-------- Data supplied

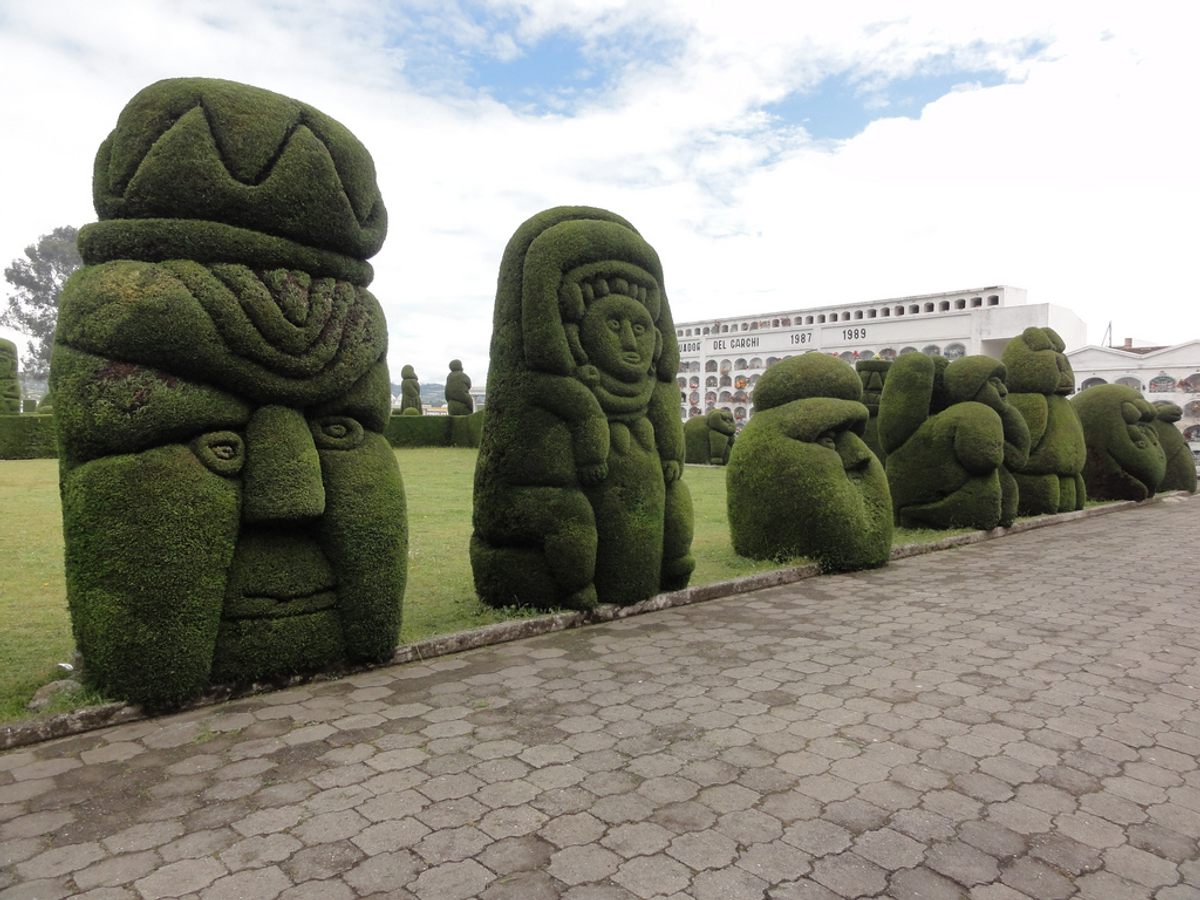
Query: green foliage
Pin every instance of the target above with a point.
(801, 481)
(37, 282)
(577, 492)
(1125, 460)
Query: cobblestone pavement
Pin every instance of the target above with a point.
(1019, 718)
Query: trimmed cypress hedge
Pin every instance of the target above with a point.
(801, 481)
(232, 510)
(577, 491)
(1125, 460)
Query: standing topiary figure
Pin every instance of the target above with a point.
(10, 385)
(949, 438)
(577, 491)
(801, 481)
(874, 373)
(1039, 381)
(709, 438)
(1181, 468)
(409, 393)
(231, 508)
(1125, 460)
(459, 400)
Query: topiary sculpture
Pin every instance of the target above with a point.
(801, 481)
(948, 433)
(459, 400)
(874, 373)
(10, 385)
(709, 438)
(232, 510)
(1181, 468)
(1125, 460)
(1039, 381)
(409, 393)
(577, 491)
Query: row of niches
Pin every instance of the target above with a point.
(821, 318)
(951, 351)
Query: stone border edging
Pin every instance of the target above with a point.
(77, 721)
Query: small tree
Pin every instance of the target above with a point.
(34, 303)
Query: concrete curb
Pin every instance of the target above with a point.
(78, 721)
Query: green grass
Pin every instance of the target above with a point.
(35, 629)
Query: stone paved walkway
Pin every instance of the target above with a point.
(1019, 718)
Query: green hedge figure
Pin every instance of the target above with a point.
(10, 385)
(232, 510)
(409, 393)
(1125, 460)
(1039, 381)
(709, 438)
(577, 491)
(874, 372)
(801, 480)
(951, 441)
(1181, 467)
(459, 400)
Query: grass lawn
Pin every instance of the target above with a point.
(35, 629)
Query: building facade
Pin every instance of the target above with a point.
(720, 360)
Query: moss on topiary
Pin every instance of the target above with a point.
(1039, 381)
(577, 491)
(709, 438)
(801, 481)
(1125, 460)
(232, 509)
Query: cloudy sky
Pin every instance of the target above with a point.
(778, 155)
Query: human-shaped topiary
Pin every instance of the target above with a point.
(232, 510)
(577, 491)
(409, 393)
(459, 400)
(801, 481)
(1181, 468)
(709, 438)
(874, 373)
(10, 385)
(949, 438)
(1039, 381)
(1125, 460)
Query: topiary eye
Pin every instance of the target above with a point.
(222, 451)
(337, 432)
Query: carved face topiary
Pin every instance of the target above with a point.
(1125, 460)
(801, 481)
(577, 492)
(232, 510)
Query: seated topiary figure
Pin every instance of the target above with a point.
(709, 438)
(801, 481)
(459, 400)
(231, 508)
(409, 393)
(874, 373)
(10, 385)
(577, 491)
(1125, 460)
(1181, 468)
(1039, 381)
(949, 438)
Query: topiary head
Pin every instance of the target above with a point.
(1036, 363)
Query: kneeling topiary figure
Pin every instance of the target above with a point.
(801, 481)
(1181, 468)
(1039, 381)
(231, 508)
(1125, 460)
(459, 400)
(577, 491)
(709, 438)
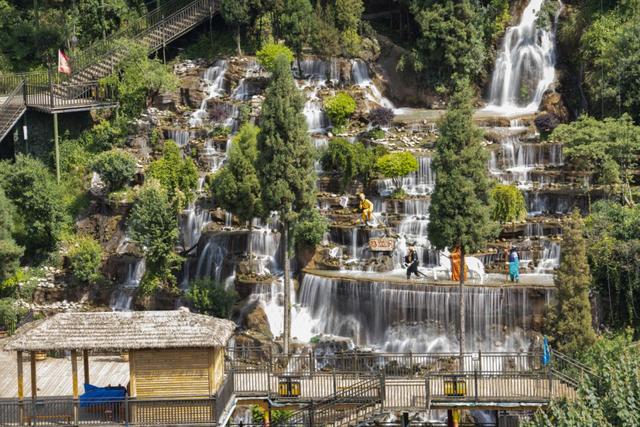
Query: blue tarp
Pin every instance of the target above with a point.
(99, 395)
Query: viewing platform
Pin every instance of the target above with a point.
(398, 277)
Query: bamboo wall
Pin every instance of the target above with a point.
(185, 372)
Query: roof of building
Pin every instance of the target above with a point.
(122, 331)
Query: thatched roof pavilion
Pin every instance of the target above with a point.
(171, 353)
(135, 330)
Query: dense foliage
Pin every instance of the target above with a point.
(339, 108)
(570, 319)
(153, 225)
(459, 209)
(269, 52)
(236, 187)
(34, 192)
(10, 252)
(613, 248)
(212, 298)
(115, 167)
(396, 166)
(609, 149)
(611, 397)
(508, 203)
(178, 175)
(85, 258)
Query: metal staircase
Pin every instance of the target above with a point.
(347, 408)
(53, 93)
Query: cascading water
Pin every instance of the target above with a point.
(360, 76)
(214, 78)
(419, 319)
(525, 65)
(122, 298)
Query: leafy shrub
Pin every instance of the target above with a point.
(381, 116)
(397, 165)
(177, 175)
(310, 228)
(8, 315)
(85, 258)
(508, 203)
(39, 203)
(153, 225)
(115, 167)
(210, 297)
(546, 123)
(267, 55)
(339, 108)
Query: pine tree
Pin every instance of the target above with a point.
(236, 187)
(571, 318)
(459, 210)
(285, 165)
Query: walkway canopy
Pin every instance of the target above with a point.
(109, 331)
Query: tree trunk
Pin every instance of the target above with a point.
(238, 40)
(286, 336)
(461, 304)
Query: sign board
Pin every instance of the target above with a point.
(382, 244)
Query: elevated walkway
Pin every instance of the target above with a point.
(82, 91)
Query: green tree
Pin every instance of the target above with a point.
(179, 176)
(153, 225)
(39, 202)
(85, 258)
(236, 187)
(571, 319)
(285, 165)
(396, 166)
(508, 204)
(115, 167)
(459, 209)
(339, 108)
(10, 252)
(609, 149)
(138, 78)
(296, 23)
(269, 52)
(236, 13)
(613, 247)
(212, 298)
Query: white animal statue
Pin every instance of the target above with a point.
(474, 266)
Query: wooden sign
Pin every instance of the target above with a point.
(382, 244)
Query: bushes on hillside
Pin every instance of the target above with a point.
(339, 108)
(115, 167)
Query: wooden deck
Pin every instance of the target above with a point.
(54, 374)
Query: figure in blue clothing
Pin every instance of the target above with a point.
(514, 265)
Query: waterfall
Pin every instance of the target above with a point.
(214, 78)
(122, 298)
(525, 65)
(419, 319)
(360, 76)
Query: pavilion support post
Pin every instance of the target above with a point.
(74, 384)
(34, 388)
(85, 365)
(20, 388)
(57, 145)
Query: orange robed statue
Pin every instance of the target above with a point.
(455, 266)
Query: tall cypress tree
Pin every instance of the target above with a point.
(285, 165)
(459, 210)
(571, 318)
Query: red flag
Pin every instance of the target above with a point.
(63, 63)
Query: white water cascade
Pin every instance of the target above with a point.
(214, 77)
(525, 66)
(122, 298)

----------------

> _Activity_:
Can you repeat every record above exactly, apart from the pictures?

> _Result for this task_:
Query: green foliage
Pin every instance of the target above with a point.
(801, 481)
(37, 282)
(577, 492)
(1125, 460)
Query: cobblestone pavement
Pin every instance of the target above with a point.
(1019, 718)
Query: trimmed cypress hedge
Pin every instance of the target above with a point.
(801, 481)
(232, 510)
(577, 491)
(1125, 460)
Query: standing topiary figure
Pin every instance of the target above with a point.
(10, 385)
(949, 438)
(577, 491)
(801, 481)
(874, 373)
(1039, 381)
(709, 438)
(1181, 468)
(409, 393)
(231, 508)
(1125, 460)
(459, 400)
Query: topiary sculpture
Pin every instance of the target above with a point.
(801, 481)
(948, 433)
(459, 400)
(874, 373)
(10, 385)
(709, 438)
(232, 510)
(1181, 468)
(1125, 460)
(1039, 381)
(409, 393)
(577, 491)
Query: row of niches
Pin every instance of the target above with a point.
(821, 318)
(951, 351)
Query: stone border edging
Pin every instance of the target above with a point.
(77, 721)
Query: small tree
Pin every instance of the target above with a point.
(34, 303)
Query: concrete curb
Pin every instance of the target above with a point.
(78, 721)
Query: green grass
Pin every instance of the target above with a point.
(35, 629)
Query: stone paved walkway
Pin every instance of the target above with a point.
(1019, 718)
Query: green hedge figure
Pin every instance of the target above with a point.
(10, 385)
(232, 510)
(409, 393)
(1125, 460)
(1039, 381)
(709, 438)
(577, 491)
(874, 372)
(801, 480)
(951, 441)
(1181, 467)
(459, 400)
Query: grass lawn
Pin every instance of the target above with a point.
(35, 629)
Query: building facade
Pin every instance of the target above with a point.
(720, 360)
Query: moss on topiary
Pin every instance of the target above with a point.
(1039, 381)
(577, 491)
(709, 438)
(801, 481)
(1125, 460)
(232, 509)
Query: cloudy sky
Pin every instance of the target above with a point.
(778, 155)
Query: human-shaped topiary
Pin every instance of the target above with a point.
(232, 510)
(577, 491)
(409, 393)
(459, 400)
(801, 481)
(1181, 468)
(709, 438)
(874, 373)
(10, 385)
(949, 438)
(1039, 381)
(1125, 460)
Query: topiary eye
Pin every instance of the target above with a point.
(222, 451)
(337, 432)
Query: carved face topiary
Pin every instance of the target above with a point.
(1125, 460)
(801, 481)
(577, 492)
(232, 510)
Query: seated topiary figure
Pin every instance of the target above with a point.
(709, 438)
(801, 481)
(459, 400)
(231, 508)
(409, 393)
(874, 373)
(10, 385)
(577, 491)
(1125, 460)
(1181, 468)
(1039, 381)
(949, 438)
Query: topiary head
Pin every instance of the target above with a point.
(1036, 363)
Query: kneeling topiary figure
Pin every instance of the target above with a point.
(801, 481)
(1181, 468)
(1039, 381)
(231, 508)
(1125, 460)
(459, 400)
(577, 491)
(709, 438)
Query: blue tarp
Pin every instance of the target above with a point.
(99, 395)
Query: viewing platform
Pin every instance of the target above with a point.
(398, 277)
Query: bamboo wall
Pin every instance of the target above with a point.
(185, 372)
Query: roof of building
Pin every instance of the target above with a point.
(122, 331)
Query: thatched roof pavilion
Pin every instance of the target above with a point.
(171, 353)
(135, 330)
Query: dense foliage
Pin every instance of the target above with a point.
(339, 108)
(570, 319)
(153, 225)
(459, 209)
(269, 52)
(236, 187)
(34, 192)
(10, 252)
(613, 248)
(212, 298)
(115, 167)
(396, 166)
(609, 149)
(611, 397)
(508, 203)
(178, 175)
(85, 258)
Query: metal staircase
Pin every instance of the target above with a point.
(347, 408)
(53, 93)
Query: cascading water
Pin every instance of the target above with a point.
(360, 76)
(214, 78)
(419, 319)
(525, 65)
(122, 298)
Query: leafy shrub
Pin every instance of the target above with a point.
(381, 116)
(397, 165)
(177, 175)
(310, 228)
(8, 315)
(85, 258)
(508, 203)
(39, 203)
(153, 225)
(115, 167)
(210, 297)
(546, 123)
(267, 55)
(339, 108)
Query: pine tree
Pin every instance of the target above with a point.
(236, 187)
(571, 318)
(459, 210)
(285, 165)
Query: walkway canopy
Pin every instance of the target above with a point.
(109, 331)
Query: tree trunk
Pin every instance of the target above with a point.
(238, 40)
(286, 336)
(461, 304)
Query: sign board
Pin every instance of the target above with a point.
(382, 244)
Query: elevated walkway
Pin every instance of the target above with a point.
(82, 91)
Query: green tree
Pin every instance of the target above with a point.
(179, 176)
(153, 225)
(39, 202)
(85, 258)
(236, 187)
(571, 319)
(285, 165)
(396, 166)
(508, 204)
(115, 167)
(459, 209)
(339, 108)
(10, 252)
(609, 149)
(138, 78)
(296, 23)
(269, 52)
(236, 13)
(613, 247)
(212, 298)
Query: white animal statue
Pin every instance of the target above with a point.
(474, 266)
Query: wooden sign
Pin every instance of the target above with a point.
(382, 244)
Query: bushes on hillside
Pin every instance of the target above with a point.
(339, 108)
(115, 167)
Query: wooden deck
Pin every instance of the target above with a point.
(54, 374)
Query: figure in blue clothing
Pin every instance of the target above with a point.
(514, 265)
Query: waterfall
Pin every instance of the target above with a point.
(214, 78)
(122, 298)
(525, 65)
(419, 319)
(360, 76)
Query: pavilion support post
Pin every instance of the target above with a point.
(74, 384)
(34, 388)
(85, 365)
(20, 388)
(57, 145)
Query: orange robed statue
Pin every instance of the target above with a point.
(455, 266)
Query: tall cypress tree
Pin every instance of the target above with a point.
(285, 165)
(459, 210)
(571, 318)
Query: red flag
Pin every instance of the target above with a point.
(63, 63)
Query: white water cascade
Pin every instance of the target above with a point.
(214, 77)
(525, 66)
(122, 298)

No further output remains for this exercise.